━━━ Material for this exercise

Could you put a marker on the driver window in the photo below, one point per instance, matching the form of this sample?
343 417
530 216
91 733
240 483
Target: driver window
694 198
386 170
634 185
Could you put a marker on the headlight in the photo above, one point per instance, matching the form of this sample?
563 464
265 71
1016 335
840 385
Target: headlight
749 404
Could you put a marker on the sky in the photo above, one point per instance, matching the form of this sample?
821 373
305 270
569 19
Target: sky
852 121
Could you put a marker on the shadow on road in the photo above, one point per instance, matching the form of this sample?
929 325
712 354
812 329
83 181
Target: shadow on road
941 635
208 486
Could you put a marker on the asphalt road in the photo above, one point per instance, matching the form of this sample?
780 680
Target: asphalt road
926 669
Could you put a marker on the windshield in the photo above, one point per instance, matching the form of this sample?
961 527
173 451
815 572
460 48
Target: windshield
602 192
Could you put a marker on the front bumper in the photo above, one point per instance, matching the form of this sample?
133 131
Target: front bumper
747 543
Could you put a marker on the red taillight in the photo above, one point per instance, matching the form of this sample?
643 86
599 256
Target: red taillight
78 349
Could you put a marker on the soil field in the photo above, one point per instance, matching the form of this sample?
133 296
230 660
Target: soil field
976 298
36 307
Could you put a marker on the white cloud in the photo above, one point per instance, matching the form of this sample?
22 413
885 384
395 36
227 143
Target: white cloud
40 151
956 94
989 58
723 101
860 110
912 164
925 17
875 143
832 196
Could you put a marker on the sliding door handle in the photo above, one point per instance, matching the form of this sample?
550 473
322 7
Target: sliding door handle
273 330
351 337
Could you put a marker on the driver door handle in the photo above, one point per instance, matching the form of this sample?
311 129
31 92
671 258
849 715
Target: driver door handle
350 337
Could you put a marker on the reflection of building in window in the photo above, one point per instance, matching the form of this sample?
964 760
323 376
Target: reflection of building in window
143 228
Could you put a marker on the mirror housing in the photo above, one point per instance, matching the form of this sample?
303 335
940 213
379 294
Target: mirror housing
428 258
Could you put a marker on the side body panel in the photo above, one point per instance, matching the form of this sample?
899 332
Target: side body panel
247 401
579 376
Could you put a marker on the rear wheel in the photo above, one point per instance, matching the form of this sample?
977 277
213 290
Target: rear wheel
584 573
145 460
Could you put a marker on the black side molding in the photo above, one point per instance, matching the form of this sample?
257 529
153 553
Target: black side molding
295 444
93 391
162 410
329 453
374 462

━━━━━━

### Exercise prompt
Reproduce the whole listing above, replacing every occurrence of "marker" with "dot" and changing nothing else.

### Exercise answer
Could you put a dot on the driver window in the photo below, one point per instance, matching the form of this sample?
343 417
530 216
91 733
240 483
Target: driver window
694 198
386 170
634 185
Could you put a dot on the headlight in the photo above, one point per instance, matching the form of this sample?
563 464
265 71
1016 335
840 385
Target: headlight
749 404
Could you put a dot on the sky in the photo above, one point per instance, matching the form of this sample?
821 373
305 270
569 19
Target: sky
852 121
Could you put a dot on the shadow on road in the photo above, one point per instance, matching the form of this sample?
929 325
712 354
812 329
83 181
Target: shadow on road
941 635
208 486
Could you put a dot on the asphalt road in the photo above, one point per instance, matching the form of this sample?
780 680
Target: asphalt road
926 669
Could you put a dot on the windshield in the photo above, one point per instance, matching the form of this sample?
961 527
173 451
815 572
460 48
Target: windshield
602 192
Could you put a dot on the front bumper in the photo above, one point per instance, matching the form of this sample?
133 131
Target: front bumper
747 543
Could you put a dot on the red taillight in the photo above, one point per instance, matching the form of this sample?
643 86
599 256
Target: red taillight
78 349
Could you put a dot on the soil field in the photo above, one point per instance, matching the form of this sample?
133 296
230 660
Target: soil field
976 298
36 307
Could you put a dot on the white cloud in the photo above, one point per instance, matching the form of this sample?
22 413
885 384
395 36
227 143
Target: white cloud
40 151
956 94
989 58
723 101
860 110
912 164
925 17
875 143
832 196
Could you put a dot on the sliding door handle in the photo above, one point per instance, matching the form of this sample?
550 473
322 7
Target: sliding door handle
273 330
351 337
Could you put a dot on the driver door handle in the photo above, one point per instance, matching the form of this sample?
311 129
31 92
671 258
849 715
Target: driver door handle
350 337
Could you put a dot on the reflection of building in window in the photo above, one point per instance, matching the form of this sample?
964 760
323 376
Target: reflection of building in window
143 228
Could you put a dot on the mirror housing in the photo above, one point per instance, matching the form of this sample?
303 335
940 213
379 294
Target: mirror housing
428 258
Could you put a dot on the side body panel in the photo above, one point per instance, matching the form of this sample?
899 332
Target: side body panel
247 401
579 376
Could you put a dot on the rear wheel in the photo above, one point per instance, matching the form of this sample?
977 277
213 290
Target: rear wheel
584 573
145 460
Could you put a dot on the black side molding in the photo above, one point per instance, matching the form of this sample?
257 529
153 553
Target: black side molding
295 444
93 391
162 410
329 453
374 462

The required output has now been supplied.